── ENTRIES SUPPLIED ──

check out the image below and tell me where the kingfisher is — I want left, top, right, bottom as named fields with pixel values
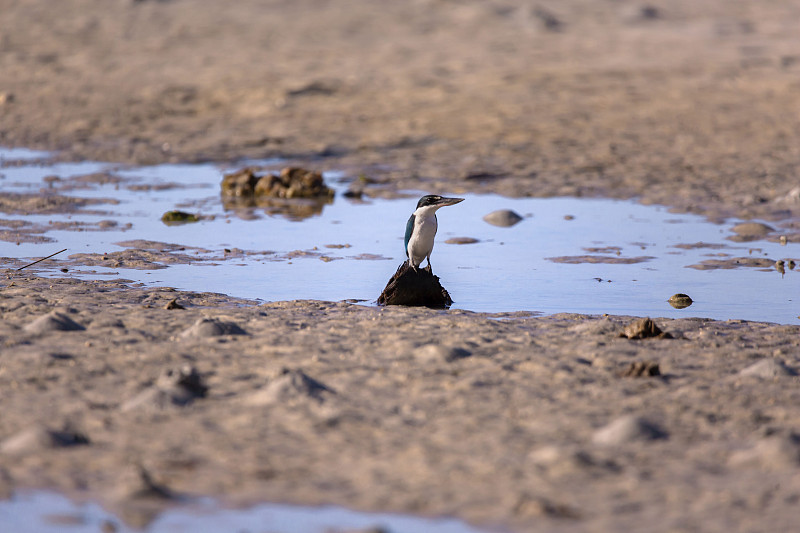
left=404, top=194, right=464, bottom=272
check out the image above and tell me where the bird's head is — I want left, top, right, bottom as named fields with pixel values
left=416, top=195, right=465, bottom=210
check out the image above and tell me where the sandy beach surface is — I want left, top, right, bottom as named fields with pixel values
left=2, top=1, right=800, bottom=531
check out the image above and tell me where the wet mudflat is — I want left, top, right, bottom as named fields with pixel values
left=2, top=1, right=800, bottom=531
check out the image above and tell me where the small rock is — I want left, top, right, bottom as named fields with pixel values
left=592, top=415, right=667, bottom=446
left=483, top=209, right=523, bottom=227
left=244, top=368, right=334, bottom=406
left=445, top=237, right=479, bottom=245
left=342, top=188, right=363, bottom=199
left=620, top=361, right=661, bottom=377
left=161, top=211, right=199, bottom=224
left=164, top=298, right=184, bottom=310
left=738, top=358, right=797, bottom=378
left=413, top=344, right=472, bottom=363
left=24, top=311, right=85, bottom=333
left=220, top=167, right=261, bottom=196
left=619, top=317, right=671, bottom=339
left=180, top=317, right=247, bottom=338
left=0, top=425, right=89, bottom=455
left=668, top=293, right=693, bottom=309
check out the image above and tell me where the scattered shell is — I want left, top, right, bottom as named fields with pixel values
left=619, top=317, right=671, bottom=339
left=592, top=415, right=667, bottom=446
left=24, top=311, right=85, bottom=333
left=180, top=317, right=247, bottom=338
left=738, top=358, right=797, bottom=378
left=413, top=344, right=472, bottom=363
left=483, top=209, right=523, bottom=227
left=668, top=293, right=693, bottom=309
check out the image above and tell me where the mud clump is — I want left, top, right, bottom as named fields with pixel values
left=378, top=262, right=453, bottom=308
left=620, top=361, right=661, bottom=377
left=619, top=317, right=672, bottom=339
left=221, top=167, right=334, bottom=199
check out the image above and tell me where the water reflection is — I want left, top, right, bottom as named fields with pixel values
left=221, top=195, right=333, bottom=221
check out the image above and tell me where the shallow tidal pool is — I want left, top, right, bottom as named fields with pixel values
left=1, top=148, right=798, bottom=324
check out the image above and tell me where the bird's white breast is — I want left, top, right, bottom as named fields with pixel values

───

● **ACTION ITEM**: Full transcription without images: please go through the records and repeat them exactly.

● **SOLUTION TO THE PROBLEM**:
check out the image below and tell me where the kingfisher is — I want left, top, right, bottom as named fields with pixel values
left=404, top=194, right=464, bottom=272
check out the image above and tell me where the bird's head is — I want left, top, right, bottom as named fields with pixel values
left=416, top=195, right=465, bottom=210
check out the image above and tell me where the sandy beach surface is — I want left, top, right, bottom as named fields with pixel values
left=2, top=1, right=800, bottom=531
check out the image above and tell me where the wet mudflat is — I want left, top, right, bottom as named fields with pixel values
left=2, top=1, right=800, bottom=531
check out the image above and tell me where the small rock is — I want left, top, right, bottom as named fields with pixel values
left=592, top=415, right=667, bottom=446
left=483, top=209, right=523, bottom=227
left=244, top=368, right=334, bottom=406
left=445, top=237, right=479, bottom=245
left=342, top=188, right=363, bottom=199
left=620, top=361, right=661, bottom=377
left=161, top=211, right=199, bottom=224
left=164, top=298, right=184, bottom=310
left=738, top=358, right=797, bottom=378
left=413, top=344, right=472, bottom=363
left=24, top=311, right=85, bottom=333
left=220, top=167, right=261, bottom=196
left=619, top=317, right=671, bottom=339
left=180, top=317, right=247, bottom=338
left=0, top=425, right=89, bottom=455
left=668, top=293, right=693, bottom=309
check out the image above and tell me where the scattered shell is — I want left, top, right, bottom as named fields with pixel values
left=619, top=317, right=671, bottom=339
left=592, top=415, right=667, bottom=446
left=24, top=311, right=85, bottom=333
left=180, top=317, right=247, bottom=338
left=738, top=358, right=797, bottom=378
left=413, top=344, right=472, bottom=363
left=483, top=209, right=523, bottom=227
left=668, top=293, right=693, bottom=309
check out the image above and tell me where the mud clump is — I want left, top, right, bottom as named fields with pixel values
left=378, top=262, right=453, bottom=308
left=620, top=361, right=661, bottom=377
left=619, top=317, right=672, bottom=339
left=221, top=167, right=334, bottom=199
check out the image above and tell me where the water reflection is — I want left, top, right, bottom as named fields with pixel values
left=221, top=195, right=333, bottom=221
check out the image above and tell me where the shallow tidal pool is — I want left, top, right, bottom as named fields with pixel values
left=1, top=148, right=798, bottom=324
check out the image above and tell me where the bird's white breast is — I want left, top, right, bottom as named fields with pixel values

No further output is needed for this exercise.